TRECHO DA PÁGINA:

****************************************

Transgressão de júris de festivais amplia emoção das competições e gera soluções inesperadas
Por Maria do Rosário Caetano
Inconfidências de dois integrantes do júri da septuagésima-oitava edição do Festival de Cannes – o cineasta coreano Hong Sang-soo e o ator norte-americano Jeremy Strong – revelaram que havia no colegiado, presidido por Juliette Binoche, quem quisesse atribuir a Palma de Ouro de melhor filme ao brasileiro “O Agente Secreto” (foto), de Kleber Mendonça Filho.
Como a maioria preferiu entregar a Palma dourada ao iraniano Jafar Panahi, por “Un Simple Accident”, os defensores de “O Agente Secreto” se empenharam em entregar dois prêmios de significativa importância ao concorrente brasileiro – melhor ator, para Wagner Moura, de 48 anos, e melhor direção, para KMF, de 56.
Só que dois prêmios tão importantes não poderiam, pelo regulamento do festival, ser atribuídos a um único filme. Pelo que reza a cartilha dos jurados, só podem ser premiados duplamente filmes que ganharem o Prêmio do Júri (com possível acréscimo de melhor atriz ou melhor ator). Caso o filme tenha seu roteiro laureado, ele, também, poderá receber um upgrade (melhor atriz ou melhor ator).
O colegiado cannoise resolveu desrespeitar a regra e laurear duplamente “O Agente Secreto”. Com direção e ator. Deu de ombros para o que estava escrito. Sinal de que a paixão despertada pelo filme pernambucano foi realmente grande e envolvente. Para completar o quadro, a Fipresci (Federação Internacional de Críticos de Cinema) atribuiu seu prêmio principal ao sexto longa-metragem de KMF. Para obra de diretor estreante (ou de segundo filme), a Fipresci escolheu o britânico “Urchin”, de Harris Dickson. E finalizou sua cota anual de três prêmios, em Cannes, com “Dandelion’s Odissey”, de Hasan Hadi, presente na Semana da Crítica.
Com a escolha de “Un Simple Accident” como detentor da Palma de Ouro, o iraniano Panahi entrou para o seleto time de detentores da Tríplice Coroa. Ou seja, venceu Cannes, Veneza (Leão de Ouro, com “O Círculo”, em 2000) e Berlim, por “Táxi Teerã” (2015).
Tal consagração foi atribuída, antes, ao italiano Michelângelo Antonioni, que ganhou o Urso de Ouro, com “A Noite” (1960), o Leão de Veneza, com “O Dilema de uma Vida” (“Il Deserto Rosso”, 1963), e a Palma de Ouro, com “Blow-Up – Depois Daquele Beijo” (1967).

****************************************

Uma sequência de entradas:
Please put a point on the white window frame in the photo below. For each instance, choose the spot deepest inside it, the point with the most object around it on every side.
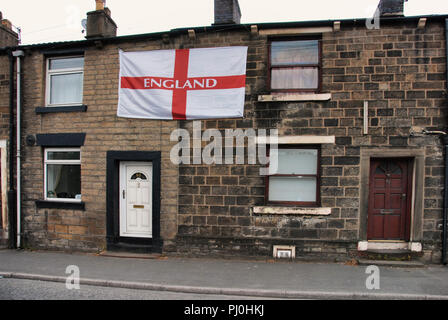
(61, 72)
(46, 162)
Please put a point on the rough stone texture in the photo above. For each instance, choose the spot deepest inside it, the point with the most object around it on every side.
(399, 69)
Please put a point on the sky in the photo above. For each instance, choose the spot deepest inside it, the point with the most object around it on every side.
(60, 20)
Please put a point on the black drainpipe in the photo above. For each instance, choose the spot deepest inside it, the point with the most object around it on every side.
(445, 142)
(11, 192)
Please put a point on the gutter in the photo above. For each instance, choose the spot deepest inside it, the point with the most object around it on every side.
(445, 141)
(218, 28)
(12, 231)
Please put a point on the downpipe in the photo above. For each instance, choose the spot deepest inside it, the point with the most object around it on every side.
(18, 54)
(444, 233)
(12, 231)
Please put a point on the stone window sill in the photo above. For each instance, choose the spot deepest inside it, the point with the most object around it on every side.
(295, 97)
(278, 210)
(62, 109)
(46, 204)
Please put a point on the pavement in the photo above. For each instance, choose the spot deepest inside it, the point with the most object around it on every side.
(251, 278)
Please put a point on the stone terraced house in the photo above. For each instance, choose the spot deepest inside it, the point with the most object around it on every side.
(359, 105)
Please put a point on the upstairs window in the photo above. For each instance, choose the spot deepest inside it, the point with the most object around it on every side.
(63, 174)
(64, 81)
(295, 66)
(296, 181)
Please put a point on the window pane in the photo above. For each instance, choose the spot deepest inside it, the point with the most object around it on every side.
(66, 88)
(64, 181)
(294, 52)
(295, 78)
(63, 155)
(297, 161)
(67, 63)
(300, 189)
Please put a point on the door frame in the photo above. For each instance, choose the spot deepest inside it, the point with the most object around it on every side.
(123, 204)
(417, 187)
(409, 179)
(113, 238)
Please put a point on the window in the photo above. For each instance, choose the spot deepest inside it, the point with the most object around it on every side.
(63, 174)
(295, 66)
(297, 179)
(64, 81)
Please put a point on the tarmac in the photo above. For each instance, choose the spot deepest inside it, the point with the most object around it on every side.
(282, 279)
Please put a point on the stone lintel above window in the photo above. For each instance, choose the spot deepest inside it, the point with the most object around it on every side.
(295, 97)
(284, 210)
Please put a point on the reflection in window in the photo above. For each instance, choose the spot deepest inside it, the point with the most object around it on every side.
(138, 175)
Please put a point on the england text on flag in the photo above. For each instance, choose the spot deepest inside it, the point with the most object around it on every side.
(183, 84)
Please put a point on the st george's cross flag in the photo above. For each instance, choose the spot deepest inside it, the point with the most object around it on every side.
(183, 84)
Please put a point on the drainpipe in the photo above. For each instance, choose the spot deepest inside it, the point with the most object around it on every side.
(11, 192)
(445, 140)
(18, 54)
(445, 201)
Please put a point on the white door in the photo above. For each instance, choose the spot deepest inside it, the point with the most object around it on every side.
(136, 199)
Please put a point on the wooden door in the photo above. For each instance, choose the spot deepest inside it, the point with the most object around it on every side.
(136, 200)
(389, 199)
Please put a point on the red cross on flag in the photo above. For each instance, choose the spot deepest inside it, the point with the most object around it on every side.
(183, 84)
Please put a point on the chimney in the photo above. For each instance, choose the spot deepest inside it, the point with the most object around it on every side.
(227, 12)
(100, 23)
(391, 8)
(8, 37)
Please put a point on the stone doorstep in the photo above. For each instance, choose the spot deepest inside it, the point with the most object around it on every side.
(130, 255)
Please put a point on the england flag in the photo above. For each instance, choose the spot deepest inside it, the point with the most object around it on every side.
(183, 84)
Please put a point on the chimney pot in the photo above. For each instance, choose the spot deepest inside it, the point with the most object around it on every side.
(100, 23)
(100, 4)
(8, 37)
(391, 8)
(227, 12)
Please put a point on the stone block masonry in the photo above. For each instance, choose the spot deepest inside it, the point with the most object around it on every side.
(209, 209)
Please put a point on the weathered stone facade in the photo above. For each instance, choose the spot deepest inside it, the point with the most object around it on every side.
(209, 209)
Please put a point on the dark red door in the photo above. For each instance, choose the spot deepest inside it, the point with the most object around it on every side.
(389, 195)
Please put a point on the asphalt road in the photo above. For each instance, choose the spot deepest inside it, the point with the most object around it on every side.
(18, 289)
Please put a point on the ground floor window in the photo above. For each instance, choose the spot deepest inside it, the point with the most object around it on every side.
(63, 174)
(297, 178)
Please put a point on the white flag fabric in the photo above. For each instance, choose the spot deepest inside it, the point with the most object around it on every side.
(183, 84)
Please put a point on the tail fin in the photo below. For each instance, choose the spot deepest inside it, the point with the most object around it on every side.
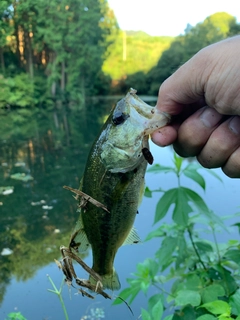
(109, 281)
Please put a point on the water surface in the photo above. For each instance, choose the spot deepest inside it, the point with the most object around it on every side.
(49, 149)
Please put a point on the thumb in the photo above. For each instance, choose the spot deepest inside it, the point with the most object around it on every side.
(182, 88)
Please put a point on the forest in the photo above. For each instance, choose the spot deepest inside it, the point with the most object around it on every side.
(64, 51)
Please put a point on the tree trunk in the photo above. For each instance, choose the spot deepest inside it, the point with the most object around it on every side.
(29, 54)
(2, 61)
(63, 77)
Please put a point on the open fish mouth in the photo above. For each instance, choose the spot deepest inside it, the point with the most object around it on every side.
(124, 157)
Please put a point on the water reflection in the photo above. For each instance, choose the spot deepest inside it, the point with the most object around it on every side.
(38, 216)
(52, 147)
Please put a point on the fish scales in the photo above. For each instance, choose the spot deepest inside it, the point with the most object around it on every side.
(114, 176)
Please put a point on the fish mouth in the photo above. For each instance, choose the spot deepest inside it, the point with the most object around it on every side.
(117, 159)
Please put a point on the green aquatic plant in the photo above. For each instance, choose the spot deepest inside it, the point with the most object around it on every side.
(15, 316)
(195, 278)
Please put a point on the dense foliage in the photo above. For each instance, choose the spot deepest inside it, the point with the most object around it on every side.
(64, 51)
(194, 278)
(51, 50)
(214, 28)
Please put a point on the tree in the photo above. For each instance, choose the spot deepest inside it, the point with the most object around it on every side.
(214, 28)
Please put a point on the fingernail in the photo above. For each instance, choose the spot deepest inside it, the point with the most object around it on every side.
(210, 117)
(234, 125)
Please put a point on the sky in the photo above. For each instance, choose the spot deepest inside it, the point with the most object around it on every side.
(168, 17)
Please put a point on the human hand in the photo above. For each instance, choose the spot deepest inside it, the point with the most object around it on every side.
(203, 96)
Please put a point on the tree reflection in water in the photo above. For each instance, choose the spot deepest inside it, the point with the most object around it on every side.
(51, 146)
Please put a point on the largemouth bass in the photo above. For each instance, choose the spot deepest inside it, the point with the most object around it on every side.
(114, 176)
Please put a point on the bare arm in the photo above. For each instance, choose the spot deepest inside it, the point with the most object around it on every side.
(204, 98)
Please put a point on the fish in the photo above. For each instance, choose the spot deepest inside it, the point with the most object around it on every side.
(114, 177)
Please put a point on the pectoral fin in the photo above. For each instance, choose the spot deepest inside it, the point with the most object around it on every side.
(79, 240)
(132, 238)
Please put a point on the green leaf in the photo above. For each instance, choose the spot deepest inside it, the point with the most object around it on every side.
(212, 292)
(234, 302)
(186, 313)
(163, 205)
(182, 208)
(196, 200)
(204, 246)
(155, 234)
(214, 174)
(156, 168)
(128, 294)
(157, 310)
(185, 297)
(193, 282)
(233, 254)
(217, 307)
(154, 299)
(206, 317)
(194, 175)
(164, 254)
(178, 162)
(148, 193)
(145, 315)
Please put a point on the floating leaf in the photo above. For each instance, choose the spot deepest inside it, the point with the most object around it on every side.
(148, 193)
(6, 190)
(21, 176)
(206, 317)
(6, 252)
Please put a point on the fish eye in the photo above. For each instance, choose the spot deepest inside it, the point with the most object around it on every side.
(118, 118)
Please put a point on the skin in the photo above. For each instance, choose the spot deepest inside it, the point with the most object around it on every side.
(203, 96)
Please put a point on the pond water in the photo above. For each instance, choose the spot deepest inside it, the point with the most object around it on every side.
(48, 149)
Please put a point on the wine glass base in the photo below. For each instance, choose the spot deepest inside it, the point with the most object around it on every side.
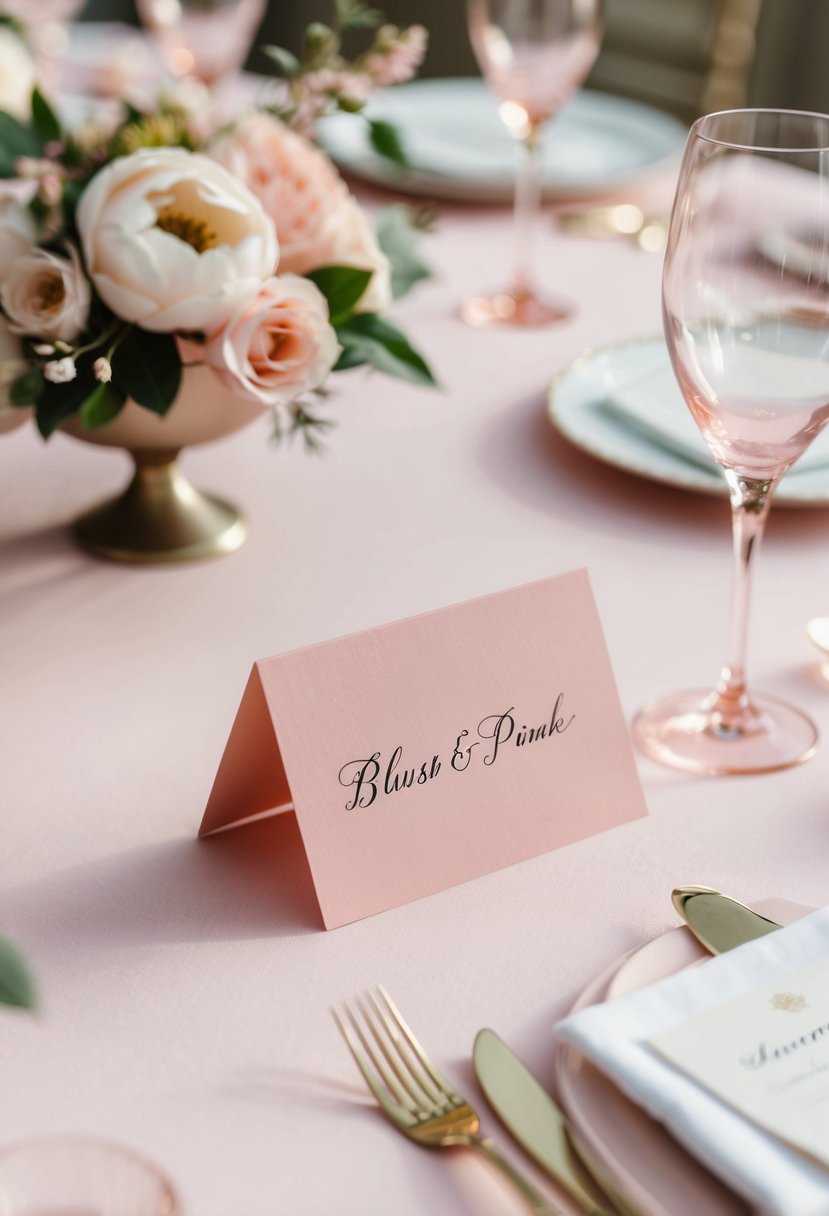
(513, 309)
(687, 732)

****************************************

O QUE FAZER:
a) Reescreva de forma mais curta o parágrafo do texto sobre os júris de festivais que começa com "Só que dois prêmios", mantendo seus fatos principais.
b) Escreva a continuação do texto sobre os júris de festivais a partir do ponto em que ele termina.

RESULTADOS DO EXERCÍCIO:
a) O regulamento do festival não permite dar dois prêmios tão importantes a um único filme. Só pode receber dupla premiação o filme que ganhar o Prêmio do Júri, que pode somar melhor atriz ou melhor ator. O filme com roteiro premiado também pode ganhar, além disso, melhor atriz ou melhor ator.

b)
Um norte-americano, Robert Altman, também brilhou em Cannes, com “M.A.S.H.” (1970), em Berlim, com “West Selvagem” (“Buffallo Bill and the Indians or Sitting Bull’s History Lesson”, 1976), e Veneza, com “Short Cuts – Cenas da Vida” (1993).
O primeiro cineasta, porém, a ostentar a Tríplice Coroa foi o francês Henry-George Clouzot (1907-1977). Tudo começou em Veneza, que premiou “Anjo Perverso” (“Manon”), em 1949. E prosseguiu em Cannes, 1953, quando ele viu seu eletrizante thriller petroleiro “O Salário do Medo”, protagonizado por Yves Montand, conquistar a Palma de Ouro. Depois, com o mesmo filme!, conquistaria o Urso de Ouro no Festival de Berlim.
O que se passou com o mais famoso dos filmes de Clouzot é algo impensável hoje em dia. Nenhum dos festivais ‘Classe A’, categoria que engloba os três grandes certames europeus, aceita filme já mostrado em tela concorrente. Só selecionam filmes 100% inéditos.
Mas júris são voluntariosos e onipotentes em suas decisões. O caso de Clouzot só foi possível pelo que se passava com os festivais na década de 1950. Com a humanidade condoída pelos traumas da Segunda Grande Guerra, o diretor de “Salário do Medo” pôde se inscrever na história do cinema como “o único filme premiado em dois dos maiores festivais do mundo”. Isto porque ele disputou edição banhada pela generosidade e pelo humanismo do pós-Guerra. Premiava-se o maior número possível de filmes. Por gênero cinematográfico.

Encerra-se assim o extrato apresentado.